* _EXERCISE BRIEF_
Copy the lines of every entry below without changing anything.

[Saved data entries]
----------------------------------------
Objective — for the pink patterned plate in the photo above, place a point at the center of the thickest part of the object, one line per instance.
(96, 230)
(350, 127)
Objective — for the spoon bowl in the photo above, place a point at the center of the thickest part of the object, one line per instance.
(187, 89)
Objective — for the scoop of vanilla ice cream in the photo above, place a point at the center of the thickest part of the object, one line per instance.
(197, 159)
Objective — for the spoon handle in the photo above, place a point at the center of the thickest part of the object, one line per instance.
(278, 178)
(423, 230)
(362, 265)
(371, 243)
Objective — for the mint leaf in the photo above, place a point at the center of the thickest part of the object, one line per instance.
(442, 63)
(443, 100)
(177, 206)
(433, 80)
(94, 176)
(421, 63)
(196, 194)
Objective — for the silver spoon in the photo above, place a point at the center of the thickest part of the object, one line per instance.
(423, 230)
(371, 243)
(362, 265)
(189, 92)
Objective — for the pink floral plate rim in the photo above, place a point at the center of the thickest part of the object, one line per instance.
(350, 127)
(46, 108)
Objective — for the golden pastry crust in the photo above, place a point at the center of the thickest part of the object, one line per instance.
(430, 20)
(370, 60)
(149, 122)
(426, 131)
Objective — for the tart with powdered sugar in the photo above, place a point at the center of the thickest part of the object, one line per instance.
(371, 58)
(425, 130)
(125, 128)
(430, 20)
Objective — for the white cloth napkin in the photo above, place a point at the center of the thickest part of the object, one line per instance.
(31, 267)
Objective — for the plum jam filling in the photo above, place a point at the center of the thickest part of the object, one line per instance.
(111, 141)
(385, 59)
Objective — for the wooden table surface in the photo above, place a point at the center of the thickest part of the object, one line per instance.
----------------------------------------
* _RESPONSE TO THIS EXERCISE_
Objective — for the pink patterned plate in the photo above, place a point at the center of the thickest part of the object, one line per instance.
(96, 230)
(350, 127)
Objective — for the spoon bowl in the photo above, place a point at the center of the thickest part of the object, one line per instance.
(187, 89)
Objective — for the scoop of vanilla ice cream in the photo above, place a point at the center of the thickest part of the object, one line per instance.
(197, 159)
Objective — for the spoon handle in the photo above, place a point at the center of the thickest part of the object, one line per instance.
(278, 178)
(423, 230)
(362, 265)
(371, 243)
Objective — for the mint leaf in the photo above, place a point at the center of the thickest part of the object, one line per instance.
(442, 63)
(443, 100)
(177, 206)
(433, 80)
(94, 176)
(421, 63)
(196, 194)
Objective — for the silver spoon in the photo above, place a point at the center of the thickest part of the object, one line per instance.
(423, 230)
(371, 243)
(362, 265)
(189, 92)
Objective — for the pink floral plate rim in the photo above, place a point at the center of the thickest part of the object, one line per instance.
(350, 127)
(46, 108)
Objective — for the golden pastry crust in the photo above, place a point at the center of the thickest part of the object, one line per instance.
(430, 20)
(370, 60)
(149, 122)
(426, 131)
Objective — for the tart with powdered sugar in the photo above, place a point at the center of the thickest part of the object, one line per instance.
(371, 58)
(425, 130)
(125, 128)
(430, 20)
Objective — for the white cloth napkin in the photo above, place a point at the center of the thickest part of the object, one line per instance.
(31, 267)
Objective — for the plum jam filling in the photo above, place a point at the center of the thickest part of the object, one line per instance.
(111, 141)
(385, 59)
Objective — for the wooden table surface in the photo above, place a point at the center of the thickest part of the object, one line per instance.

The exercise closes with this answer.